The task:
Give the entries below as a Markdown table with the columns No. and Line, one numbered row per line, from the line with "Please put a marker on the olive" up to and including the last line of the entries. Skip blank lines and leave the pictures out.
+++
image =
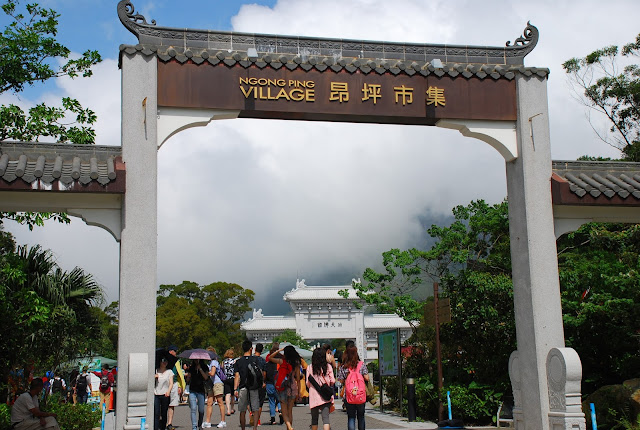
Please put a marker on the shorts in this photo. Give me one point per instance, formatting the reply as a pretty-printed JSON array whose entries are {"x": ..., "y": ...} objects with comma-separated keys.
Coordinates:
[
  {"x": 174, "y": 398},
  {"x": 228, "y": 386},
  {"x": 218, "y": 389},
  {"x": 284, "y": 397},
  {"x": 248, "y": 397}
]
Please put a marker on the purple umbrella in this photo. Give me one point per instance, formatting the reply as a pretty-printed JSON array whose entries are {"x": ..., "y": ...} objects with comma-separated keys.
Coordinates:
[{"x": 198, "y": 354}]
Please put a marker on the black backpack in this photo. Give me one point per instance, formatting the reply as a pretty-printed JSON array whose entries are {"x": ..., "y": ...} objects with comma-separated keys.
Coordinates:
[
  {"x": 81, "y": 384},
  {"x": 56, "y": 386},
  {"x": 104, "y": 381},
  {"x": 254, "y": 375}
]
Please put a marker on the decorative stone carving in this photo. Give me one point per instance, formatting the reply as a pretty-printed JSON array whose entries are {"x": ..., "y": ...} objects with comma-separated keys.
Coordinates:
[
  {"x": 137, "y": 395},
  {"x": 516, "y": 386},
  {"x": 564, "y": 373}
]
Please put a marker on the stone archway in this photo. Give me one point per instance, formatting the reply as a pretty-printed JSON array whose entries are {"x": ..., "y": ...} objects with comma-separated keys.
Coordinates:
[{"x": 174, "y": 79}]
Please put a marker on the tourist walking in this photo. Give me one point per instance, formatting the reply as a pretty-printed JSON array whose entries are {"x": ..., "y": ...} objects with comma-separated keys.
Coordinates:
[
  {"x": 287, "y": 381},
  {"x": 198, "y": 373},
  {"x": 227, "y": 365},
  {"x": 216, "y": 392},
  {"x": 26, "y": 413},
  {"x": 106, "y": 382},
  {"x": 162, "y": 391},
  {"x": 82, "y": 386},
  {"x": 174, "y": 399},
  {"x": 320, "y": 381},
  {"x": 248, "y": 378},
  {"x": 271, "y": 369},
  {"x": 262, "y": 390},
  {"x": 353, "y": 375}
]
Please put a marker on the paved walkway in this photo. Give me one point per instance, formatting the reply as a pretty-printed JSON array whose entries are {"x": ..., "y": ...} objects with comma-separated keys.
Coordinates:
[{"x": 302, "y": 419}]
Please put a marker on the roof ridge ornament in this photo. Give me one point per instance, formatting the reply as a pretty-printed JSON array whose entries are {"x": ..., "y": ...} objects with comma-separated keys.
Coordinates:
[
  {"x": 529, "y": 37},
  {"x": 131, "y": 20},
  {"x": 181, "y": 40}
]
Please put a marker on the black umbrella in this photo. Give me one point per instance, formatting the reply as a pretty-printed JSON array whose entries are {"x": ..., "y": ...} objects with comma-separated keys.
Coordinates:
[{"x": 163, "y": 353}]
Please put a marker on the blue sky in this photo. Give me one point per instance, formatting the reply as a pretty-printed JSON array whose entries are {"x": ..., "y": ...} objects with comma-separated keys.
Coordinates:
[{"x": 262, "y": 202}]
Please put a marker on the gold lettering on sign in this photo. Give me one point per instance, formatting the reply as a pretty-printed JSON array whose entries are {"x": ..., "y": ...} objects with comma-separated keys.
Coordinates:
[
  {"x": 371, "y": 91},
  {"x": 406, "y": 93},
  {"x": 435, "y": 96},
  {"x": 277, "y": 89},
  {"x": 339, "y": 92}
]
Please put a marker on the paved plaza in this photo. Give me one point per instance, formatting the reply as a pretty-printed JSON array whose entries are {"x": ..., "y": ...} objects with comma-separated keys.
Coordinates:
[{"x": 301, "y": 420}]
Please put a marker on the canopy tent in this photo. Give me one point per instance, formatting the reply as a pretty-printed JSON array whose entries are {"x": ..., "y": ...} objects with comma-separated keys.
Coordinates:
[{"x": 92, "y": 363}]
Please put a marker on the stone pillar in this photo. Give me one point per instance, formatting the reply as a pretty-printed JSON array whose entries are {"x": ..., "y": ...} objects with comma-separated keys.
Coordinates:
[
  {"x": 138, "y": 245},
  {"x": 536, "y": 286},
  {"x": 564, "y": 373}
]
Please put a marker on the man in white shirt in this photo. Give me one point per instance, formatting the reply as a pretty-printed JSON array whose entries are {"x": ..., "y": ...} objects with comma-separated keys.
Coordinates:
[{"x": 26, "y": 413}]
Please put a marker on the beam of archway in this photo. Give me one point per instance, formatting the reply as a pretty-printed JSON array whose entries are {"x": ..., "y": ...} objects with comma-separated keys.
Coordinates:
[{"x": 480, "y": 91}]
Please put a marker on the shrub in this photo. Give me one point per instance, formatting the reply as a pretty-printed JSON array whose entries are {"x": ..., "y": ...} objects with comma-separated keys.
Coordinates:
[
  {"x": 74, "y": 417},
  {"x": 5, "y": 416},
  {"x": 475, "y": 403}
]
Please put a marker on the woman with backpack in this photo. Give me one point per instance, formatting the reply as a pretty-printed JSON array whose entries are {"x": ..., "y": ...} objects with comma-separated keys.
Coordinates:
[
  {"x": 162, "y": 392},
  {"x": 354, "y": 375},
  {"x": 287, "y": 381},
  {"x": 198, "y": 374},
  {"x": 319, "y": 373}
]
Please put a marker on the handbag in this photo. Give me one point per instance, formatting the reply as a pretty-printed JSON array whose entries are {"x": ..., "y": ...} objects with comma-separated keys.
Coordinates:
[
  {"x": 208, "y": 384},
  {"x": 325, "y": 391}
]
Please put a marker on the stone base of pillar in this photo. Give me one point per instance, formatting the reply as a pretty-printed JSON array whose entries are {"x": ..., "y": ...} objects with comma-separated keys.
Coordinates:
[
  {"x": 137, "y": 395},
  {"x": 567, "y": 422},
  {"x": 564, "y": 375}
]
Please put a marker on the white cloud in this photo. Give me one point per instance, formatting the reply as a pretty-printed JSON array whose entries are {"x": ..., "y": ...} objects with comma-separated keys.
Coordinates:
[{"x": 259, "y": 202}]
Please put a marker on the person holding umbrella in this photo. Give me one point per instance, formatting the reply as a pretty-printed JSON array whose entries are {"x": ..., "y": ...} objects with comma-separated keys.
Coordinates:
[
  {"x": 162, "y": 391},
  {"x": 199, "y": 373}
]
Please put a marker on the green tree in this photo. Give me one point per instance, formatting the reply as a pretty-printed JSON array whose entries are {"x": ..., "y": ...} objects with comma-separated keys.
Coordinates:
[
  {"x": 613, "y": 91},
  {"x": 293, "y": 338},
  {"x": 46, "y": 315},
  {"x": 193, "y": 316},
  {"x": 30, "y": 53},
  {"x": 599, "y": 278},
  {"x": 471, "y": 260}
]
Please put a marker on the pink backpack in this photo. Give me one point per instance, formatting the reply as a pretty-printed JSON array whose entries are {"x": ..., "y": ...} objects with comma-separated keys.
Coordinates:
[{"x": 354, "y": 386}]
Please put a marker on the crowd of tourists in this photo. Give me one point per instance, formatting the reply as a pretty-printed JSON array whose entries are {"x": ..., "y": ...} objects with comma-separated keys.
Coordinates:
[
  {"x": 26, "y": 413},
  {"x": 243, "y": 385}
]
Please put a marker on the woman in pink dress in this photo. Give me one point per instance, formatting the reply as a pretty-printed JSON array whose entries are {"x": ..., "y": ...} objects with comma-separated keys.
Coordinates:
[{"x": 321, "y": 403}]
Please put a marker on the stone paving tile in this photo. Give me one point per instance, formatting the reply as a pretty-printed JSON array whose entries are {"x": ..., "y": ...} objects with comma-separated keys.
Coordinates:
[{"x": 302, "y": 420}]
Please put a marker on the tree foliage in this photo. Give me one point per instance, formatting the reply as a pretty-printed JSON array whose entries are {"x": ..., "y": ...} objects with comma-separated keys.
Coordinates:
[
  {"x": 293, "y": 338},
  {"x": 613, "y": 92},
  {"x": 46, "y": 313},
  {"x": 471, "y": 260},
  {"x": 30, "y": 54},
  {"x": 599, "y": 278},
  {"x": 194, "y": 316}
]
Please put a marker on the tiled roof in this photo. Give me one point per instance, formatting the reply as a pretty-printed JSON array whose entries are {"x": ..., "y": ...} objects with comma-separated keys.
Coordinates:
[
  {"x": 61, "y": 166},
  {"x": 319, "y": 293},
  {"x": 293, "y": 52},
  {"x": 596, "y": 183}
]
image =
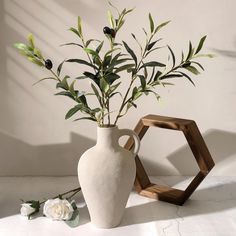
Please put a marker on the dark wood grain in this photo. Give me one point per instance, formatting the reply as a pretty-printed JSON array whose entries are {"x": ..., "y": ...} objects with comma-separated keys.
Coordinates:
[{"x": 199, "y": 149}]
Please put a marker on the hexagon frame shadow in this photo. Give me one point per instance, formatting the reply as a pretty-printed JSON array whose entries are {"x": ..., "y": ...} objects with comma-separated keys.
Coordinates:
[{"x": 199, "y": 149}]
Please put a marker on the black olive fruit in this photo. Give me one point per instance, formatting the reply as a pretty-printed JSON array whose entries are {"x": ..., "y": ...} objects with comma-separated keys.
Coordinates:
[
  {"x": 48, "y": 64},
  {"x": 113, "y": 33},
  {"x": 186, "y": 64},
  {"x": 106, "y": 30}
]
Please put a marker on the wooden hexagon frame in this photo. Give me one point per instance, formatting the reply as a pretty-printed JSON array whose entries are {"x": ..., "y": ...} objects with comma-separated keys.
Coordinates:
[{"x": 199, "y": 149}]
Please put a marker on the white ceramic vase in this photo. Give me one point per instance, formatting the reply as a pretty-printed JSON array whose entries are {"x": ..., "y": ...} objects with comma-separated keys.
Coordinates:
[{"x": 106, "y": 174}]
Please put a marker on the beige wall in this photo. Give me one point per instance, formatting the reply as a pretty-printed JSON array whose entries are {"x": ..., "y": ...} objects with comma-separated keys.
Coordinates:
[{"x": 34, "y": 137}]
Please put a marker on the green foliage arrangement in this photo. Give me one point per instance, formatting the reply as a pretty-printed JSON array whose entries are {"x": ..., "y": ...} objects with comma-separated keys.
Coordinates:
[{"x": 104, "y": 68}]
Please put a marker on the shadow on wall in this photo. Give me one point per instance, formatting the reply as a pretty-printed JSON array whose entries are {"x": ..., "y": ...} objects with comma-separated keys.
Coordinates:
[{"x": 24, "y": 159}]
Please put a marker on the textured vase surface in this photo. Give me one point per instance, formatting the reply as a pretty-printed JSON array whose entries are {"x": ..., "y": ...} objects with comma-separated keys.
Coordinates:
[{"x": 106, "y": 174}]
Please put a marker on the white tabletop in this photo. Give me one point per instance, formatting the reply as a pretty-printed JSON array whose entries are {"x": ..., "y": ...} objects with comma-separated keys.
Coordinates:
[{"x": 211, "y": 211}]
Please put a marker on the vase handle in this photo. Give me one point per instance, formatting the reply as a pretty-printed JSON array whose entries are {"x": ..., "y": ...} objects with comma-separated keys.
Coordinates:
[{"x": 133, "y": 135}]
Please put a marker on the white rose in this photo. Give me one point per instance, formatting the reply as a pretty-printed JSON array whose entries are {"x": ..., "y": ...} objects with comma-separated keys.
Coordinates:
[
  {"x": 58, "y": 209},
  {"x": 26, "y": 209}
]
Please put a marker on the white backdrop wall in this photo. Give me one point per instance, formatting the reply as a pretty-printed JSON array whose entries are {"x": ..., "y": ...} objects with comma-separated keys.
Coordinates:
[{"x": 34, "y": 137}]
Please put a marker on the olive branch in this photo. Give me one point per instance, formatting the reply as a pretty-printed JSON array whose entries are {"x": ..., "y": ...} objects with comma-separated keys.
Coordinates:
[{"x": 104, "y": 68}]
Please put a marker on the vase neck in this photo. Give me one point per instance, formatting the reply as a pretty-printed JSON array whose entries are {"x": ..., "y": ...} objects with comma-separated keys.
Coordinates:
[{"x": 107, "y": 136}]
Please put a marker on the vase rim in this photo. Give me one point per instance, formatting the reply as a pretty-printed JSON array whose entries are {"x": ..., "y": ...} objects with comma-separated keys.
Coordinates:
[{"x": 107, "y": 127}]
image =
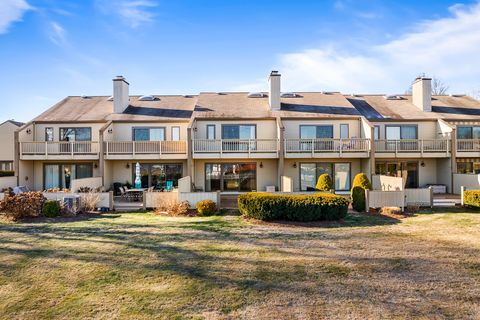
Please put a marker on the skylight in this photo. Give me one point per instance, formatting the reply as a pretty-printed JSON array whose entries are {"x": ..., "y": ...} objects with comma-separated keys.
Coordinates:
[
  {"x": 146, "y": 98},
  {"x": 256, "y": 95},
  {"x": 289, "y": 95}
]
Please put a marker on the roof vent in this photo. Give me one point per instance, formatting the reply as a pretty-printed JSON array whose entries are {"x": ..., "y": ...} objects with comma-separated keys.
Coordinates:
[
  {"x": 257, "y": 95},
  {"x": 146, "y": 98},
  {"x": 289, "y": 95},
  {"x": 392, "y": 97}
]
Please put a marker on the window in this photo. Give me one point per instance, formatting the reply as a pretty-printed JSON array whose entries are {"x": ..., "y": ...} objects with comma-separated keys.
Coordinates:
[
  {"x": 75, "y": 134},
  {"x": 376, "y": 132},
  {"x": 6, "y": 165},
  {"x": 61, "y": 175},
  {"x": 404, "y": 169},
  {"x": 175, "y": 133},
  {"x": 211, "y": 132},
  {"x": 400, "y": 132},
  {"x": 309, "y": 173},
  {"x": 243, "y": 132},
  {"x": 149, "y": 134},
  {"x": 470, "y": 132},
  {"x": 344, "y": 134},
  {"x": 159, "y": 176},
  {"x": 231, "y": 177},
  {"x": 319, "y": 132},
  {"x": 48, "y": 134}
]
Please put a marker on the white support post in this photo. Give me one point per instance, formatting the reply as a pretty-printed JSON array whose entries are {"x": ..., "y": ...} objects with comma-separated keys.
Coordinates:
[{"x": 462, "y": 190}]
+++
Solution to this exercise:
| No. | Line |
|---|---|
| 1 | Please put a marker on the olive branch in this photo. Give me one point per instance, formatting the reply as a pretty-printed JSON array whose entries are {"x": ..., "y": ...} objects with comma-separated keys. |
| 2 | Coordinates: |
| 3 | [{"x": 104, "y": 68}] |
| 4 | Please put a marker on the vase neck in this photo. Give me one point per instance, formatting the reply as a pretty-printed JSON array whose entries are {"x": ..., "y": ...} objects with comma-separated keys. |
| 5 | Coordinates: |
| 6 | [{"x": 107, "y": 136}] |
| 7 | Please put a marker on the vase rim in this photo. Give me one point per instance, formatting the reply as a pretty-printed JSON array whose entries are {"x": ..., "y": ...} objects with comma-separated keys. |
| 8 | Coordinates: |
| 9 | [{"x": 107, "y": 127}] |
| 10 | image = |
| 11 | Please put a marker on the skylight in this photo. Give me one point per instance, formatting the reply as a pretty-printed JSON array whose entries are {"x": ..., "y": ...} objects with comma-separated keys. |
| 12 | Coordinates: |
| 13 | [ |
| 14 |   {"x": 146, "y": 98}, |
| 15 |   {"x": 256, "y": 95}, |
| 16 |   {"x": 289, "y": 95} |
| 17 | ] |
| 18 | Please put a marker on the roof vent in this photo. Give me one point per instance, formatting the reply as a pretty-printed JSON array whose entries are {"x": ..., "y": ...} objects with comma-separated keys. |
| 19 | Coordinates: |
| 20 | [ |
| 21 |   {"x": 257, "y": 95}, |
| 22 |   {"x": 146, "y": 98}, |
| 23 |   {"x": 289, "y": 95}, |
| 24 |   {"x": 392, "y": 97} |
| 25 | ] |
| 26 | Please put a marker on the window in this photo. Give me one point per instance, formatting the reply as a pretty-printed JSON array whose entries are {"x": ..., "y": ...} objects with comma-separated keys. |
| 27 | Coordinates: |
| 28 | [ |
| 29 |   {"x": 75, "y": 134}, |
| 30 |   {"x": 376, "y": 132}, |
| 31 |   {"x": 6, "y": 165}, |
| 32 |   {"x": 61, "y": 175}, |
| 33 |   {"x": 404, "y": 169}, |
| 34 |   {"x": 175, "y": 133}, |
| 35 |   {"x": 211, "y": 132}, |
| 36 |   {"x": 400, "y": 132}, |
| 37 |   {"x": 309, "y": 173}, |
| 38 |   {"x": 243, "y": 132}, |
| 39 |   {"x": 149, "y": 134}, |
| 40 |   {"x": 470, "y": 132}, |
| 41 |   {"x": 344, "y": 134}, |
| 42 |   {"x": 159, "y": 176}, |
| 43 |   {"x": 231, "y": 177}, |
| 44 |   {"x": 319, "y": 132}, |
| 45 |   {"x": 48, "y": 134} |
| 46 | ] |
| 47 | Please put a marker on the white support post in this photo. Give me one point per instance, formatting the reply as a pretty-printed JSON array whose entries are {"x": ..., "y": ...} objects with comma-separated keys. |
| 48 | Coordinates: |
| 49 | [{"x": 462, "y": 190}] |